* What is required
Go through the material below and state how many lines include "yellow", giving the number only.

###

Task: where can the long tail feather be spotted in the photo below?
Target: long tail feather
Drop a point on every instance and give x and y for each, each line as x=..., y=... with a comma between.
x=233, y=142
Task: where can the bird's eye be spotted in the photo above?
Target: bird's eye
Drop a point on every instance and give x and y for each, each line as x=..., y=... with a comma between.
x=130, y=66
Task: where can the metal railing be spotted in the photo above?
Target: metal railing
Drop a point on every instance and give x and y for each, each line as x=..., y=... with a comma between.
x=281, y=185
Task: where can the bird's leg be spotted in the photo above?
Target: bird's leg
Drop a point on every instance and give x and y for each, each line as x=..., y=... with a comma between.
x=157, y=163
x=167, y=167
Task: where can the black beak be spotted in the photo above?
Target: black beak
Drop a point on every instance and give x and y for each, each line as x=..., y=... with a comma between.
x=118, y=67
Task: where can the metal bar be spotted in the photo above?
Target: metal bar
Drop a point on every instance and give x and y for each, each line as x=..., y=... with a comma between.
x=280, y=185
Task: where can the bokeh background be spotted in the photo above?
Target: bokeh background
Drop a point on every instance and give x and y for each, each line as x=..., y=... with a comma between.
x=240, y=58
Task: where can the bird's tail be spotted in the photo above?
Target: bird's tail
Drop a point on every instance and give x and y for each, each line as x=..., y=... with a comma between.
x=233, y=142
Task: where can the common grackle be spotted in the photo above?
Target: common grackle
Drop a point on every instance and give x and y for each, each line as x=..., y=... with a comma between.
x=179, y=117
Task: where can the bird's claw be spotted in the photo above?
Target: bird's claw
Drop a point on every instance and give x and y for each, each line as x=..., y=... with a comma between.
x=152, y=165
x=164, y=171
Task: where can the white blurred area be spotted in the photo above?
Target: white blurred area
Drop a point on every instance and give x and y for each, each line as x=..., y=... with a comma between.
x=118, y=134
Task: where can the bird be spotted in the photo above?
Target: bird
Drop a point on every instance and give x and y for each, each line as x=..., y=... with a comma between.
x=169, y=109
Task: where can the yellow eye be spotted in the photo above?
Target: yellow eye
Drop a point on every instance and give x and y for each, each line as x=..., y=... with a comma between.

###

* Output below
2